**Goal:** Swap "put one pin" for "place one marker" everywhere in the listing below and write it out again with nothing else changed.
*-*-*
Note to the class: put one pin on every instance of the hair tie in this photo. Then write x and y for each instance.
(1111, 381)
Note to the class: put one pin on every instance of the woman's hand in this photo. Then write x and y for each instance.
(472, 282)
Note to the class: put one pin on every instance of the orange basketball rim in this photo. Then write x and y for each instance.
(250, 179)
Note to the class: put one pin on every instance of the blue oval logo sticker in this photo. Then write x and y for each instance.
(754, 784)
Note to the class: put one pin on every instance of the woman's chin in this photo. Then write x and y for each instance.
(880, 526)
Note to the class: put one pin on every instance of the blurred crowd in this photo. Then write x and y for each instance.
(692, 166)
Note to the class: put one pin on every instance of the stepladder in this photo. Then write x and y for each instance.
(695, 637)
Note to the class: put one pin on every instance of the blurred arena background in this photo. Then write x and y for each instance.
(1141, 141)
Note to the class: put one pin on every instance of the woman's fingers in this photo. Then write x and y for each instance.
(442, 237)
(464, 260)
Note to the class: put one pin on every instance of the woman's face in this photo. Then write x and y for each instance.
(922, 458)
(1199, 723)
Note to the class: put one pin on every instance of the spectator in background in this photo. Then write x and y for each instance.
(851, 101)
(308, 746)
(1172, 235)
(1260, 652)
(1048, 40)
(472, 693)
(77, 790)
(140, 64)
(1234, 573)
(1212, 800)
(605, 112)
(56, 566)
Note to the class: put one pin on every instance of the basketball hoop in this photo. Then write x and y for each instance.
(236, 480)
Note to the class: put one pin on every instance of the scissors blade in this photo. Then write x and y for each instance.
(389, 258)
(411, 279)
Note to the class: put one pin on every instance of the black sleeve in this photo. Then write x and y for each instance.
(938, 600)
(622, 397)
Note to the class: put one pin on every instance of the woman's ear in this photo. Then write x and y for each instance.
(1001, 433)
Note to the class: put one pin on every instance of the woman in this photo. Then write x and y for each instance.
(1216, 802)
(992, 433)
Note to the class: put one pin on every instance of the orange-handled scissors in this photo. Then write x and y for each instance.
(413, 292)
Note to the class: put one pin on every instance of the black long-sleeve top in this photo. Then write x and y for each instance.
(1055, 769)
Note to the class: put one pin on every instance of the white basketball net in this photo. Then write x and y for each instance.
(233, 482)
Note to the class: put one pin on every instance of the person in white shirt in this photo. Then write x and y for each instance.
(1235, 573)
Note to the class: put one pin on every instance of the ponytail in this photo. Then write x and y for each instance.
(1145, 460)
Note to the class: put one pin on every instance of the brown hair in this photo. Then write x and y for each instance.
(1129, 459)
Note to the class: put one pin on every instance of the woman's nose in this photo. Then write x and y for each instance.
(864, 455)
*-*-*
**Response:**
Note to the class: place one marker on every instance of the hair tie in this photo. Then write x and y for each instance.
(1111, 381)
Note to the class: place one marker on every instance of the woman's hand in this photo. Then write x and y for each instance.
(472, 282)
Note to the class: place one marker on every instance of the orange basketball rim in this photo. Then write x and y for each instance.
(250, 179)
Note to the class: place one marker on every instance of the blue oval logo sticker in this photo. Then write x and y for each instance.
(754, 784)
Note to the class: place one marker on every instance of the woman's chin in this photo. Then write x and y for each instance.
(880, 526)
Note to the class: place one marker on every instance of the blurred crowd in this photo. Then write x and y for each instance.
(692, 166)
Note to the class: place one marker on every instance of the stepladder in this photo. Then write x and y for each instance.
(695, 637)
Note to the class: place one marker on every instance of the blurred arena background in this photo. Then write x and y for each instance.
(1141, 141)
Note to the class: place one marker on every instance of the woman's fingers in this photo. Then write x and y for each instance.
(442, 237)
(464, 260)
Note to the class: place one marker on every instance of the woman's face in this photo. Then write x and y for each instance.
(922, 458)
(1199, 723)
Note to the class: place one marker on every instance of the spectator in background in this photo. Then write x and y for each instance.
(851, 101)
(308, 746)
(1172, 235)
(1260, 652)
(1048, 40)
(472, 693)
(77, 790)
(140, 64)
(1234, 573)
(1212, 800)
(605, 112)
(56, 566)
Note to the class: place one marker on every instance of the basketball hoop in this photo. Then write x and y for each instance.
(236, 480)
Note to the class: place one marker on every instance of the scissors blade in this photo. Then write x and y for each instance.
(389, 258)
(411, 279)
Note to the class: place one marker on every instance of the black sleeve in this photo. Then write x and y for each instance.
(938, 600)
(622, 397)
Note to the class: place one marker on every instance of the woman's ear in this photo. Then write x and y for each instance.
(1001, 433)
Note to the class: place one marker on every instance of the woman in this photo. Then write x and y for each instance.
(1216, 802)
(992, 433)
Note to the class: place one marker on every instance of the orange-handled scissors in this photo. Then write x and y for each instance.
(413, 292)
Note to the class: place one marker on every instance of the black long-sleeve top in this photo. Then write x and y for each instance.
(1055, 769)
Note to the class: place one marker on every instance of the white basketball net in this photo. Then write x and y for each instance.
(233, 482)
Note to the class: place one marker on every instance of the person in white shirt in this photo. Then write x and y for each instance.
(1235, 573)
Note to the class: place one marker on every instance of the ponytail in this photo. Then write x and y for each instance.
(1145, 460)
Note to the class: place one marker on every instance of the brown hair in this photo. Then write x and y for each instance.
(1129, 459)
Note to the class: place one marker on every instance of the woman's nose in this photo. Then write x and y for each instance.
(864, 455)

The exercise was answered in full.